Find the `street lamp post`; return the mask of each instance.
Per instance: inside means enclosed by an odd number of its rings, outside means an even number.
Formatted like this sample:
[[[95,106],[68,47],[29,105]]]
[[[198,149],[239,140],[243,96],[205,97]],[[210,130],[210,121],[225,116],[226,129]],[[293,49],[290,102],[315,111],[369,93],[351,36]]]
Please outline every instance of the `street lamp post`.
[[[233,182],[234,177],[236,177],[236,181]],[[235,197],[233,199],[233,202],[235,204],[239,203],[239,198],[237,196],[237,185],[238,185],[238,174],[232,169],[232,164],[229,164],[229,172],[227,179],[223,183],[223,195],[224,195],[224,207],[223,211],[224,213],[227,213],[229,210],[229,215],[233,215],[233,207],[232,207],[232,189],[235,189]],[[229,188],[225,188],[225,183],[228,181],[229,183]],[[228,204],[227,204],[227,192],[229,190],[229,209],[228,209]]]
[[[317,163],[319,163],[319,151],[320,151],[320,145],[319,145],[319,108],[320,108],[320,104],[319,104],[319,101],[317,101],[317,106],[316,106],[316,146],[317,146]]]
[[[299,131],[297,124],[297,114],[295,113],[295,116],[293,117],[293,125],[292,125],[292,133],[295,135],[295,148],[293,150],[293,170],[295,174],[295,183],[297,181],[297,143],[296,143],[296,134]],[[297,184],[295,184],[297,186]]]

========================

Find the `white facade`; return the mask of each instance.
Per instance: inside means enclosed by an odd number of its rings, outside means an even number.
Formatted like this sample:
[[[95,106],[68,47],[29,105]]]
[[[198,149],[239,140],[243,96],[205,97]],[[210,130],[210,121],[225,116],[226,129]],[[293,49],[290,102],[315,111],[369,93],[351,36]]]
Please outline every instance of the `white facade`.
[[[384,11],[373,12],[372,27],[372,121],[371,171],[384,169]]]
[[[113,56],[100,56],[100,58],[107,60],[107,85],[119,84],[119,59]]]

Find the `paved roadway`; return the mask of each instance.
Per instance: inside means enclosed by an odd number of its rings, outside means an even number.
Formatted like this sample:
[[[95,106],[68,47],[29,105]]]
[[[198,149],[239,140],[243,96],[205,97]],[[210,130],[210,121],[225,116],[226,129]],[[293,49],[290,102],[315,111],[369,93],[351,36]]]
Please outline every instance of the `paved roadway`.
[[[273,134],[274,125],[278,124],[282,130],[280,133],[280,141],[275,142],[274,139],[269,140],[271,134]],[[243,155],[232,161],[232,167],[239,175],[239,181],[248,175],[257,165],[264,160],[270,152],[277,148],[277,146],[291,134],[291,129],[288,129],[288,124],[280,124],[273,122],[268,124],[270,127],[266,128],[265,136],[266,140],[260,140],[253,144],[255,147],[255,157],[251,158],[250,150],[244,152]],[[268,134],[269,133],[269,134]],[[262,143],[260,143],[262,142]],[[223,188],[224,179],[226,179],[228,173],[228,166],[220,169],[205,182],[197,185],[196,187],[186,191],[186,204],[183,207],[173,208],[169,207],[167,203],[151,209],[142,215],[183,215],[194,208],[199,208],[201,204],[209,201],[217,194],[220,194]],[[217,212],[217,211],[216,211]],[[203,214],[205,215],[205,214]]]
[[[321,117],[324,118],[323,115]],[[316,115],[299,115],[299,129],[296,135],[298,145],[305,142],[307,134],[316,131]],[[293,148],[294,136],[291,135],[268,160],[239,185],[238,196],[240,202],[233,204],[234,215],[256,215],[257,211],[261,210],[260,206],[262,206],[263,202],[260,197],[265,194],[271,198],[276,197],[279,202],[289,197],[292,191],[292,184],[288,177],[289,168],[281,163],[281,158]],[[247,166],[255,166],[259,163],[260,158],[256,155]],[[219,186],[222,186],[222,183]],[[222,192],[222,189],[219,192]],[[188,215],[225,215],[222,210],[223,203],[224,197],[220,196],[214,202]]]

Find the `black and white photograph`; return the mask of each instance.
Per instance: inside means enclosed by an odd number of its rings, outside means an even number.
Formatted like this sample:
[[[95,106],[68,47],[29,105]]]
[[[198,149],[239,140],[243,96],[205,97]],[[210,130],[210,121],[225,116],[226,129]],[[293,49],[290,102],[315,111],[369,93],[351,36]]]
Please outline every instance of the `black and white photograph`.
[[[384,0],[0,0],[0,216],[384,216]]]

========================

Exercise brief: Report the lines above that have the word "each" in them.

Output for this task:
Find the `street lamp post`; return the mask of each instance.
Find the `white facade`; return the mask of each instance.
Find the `paved roadway`; return the mask of each instance.
Find the `black and white photograph`; return the mask of each instance.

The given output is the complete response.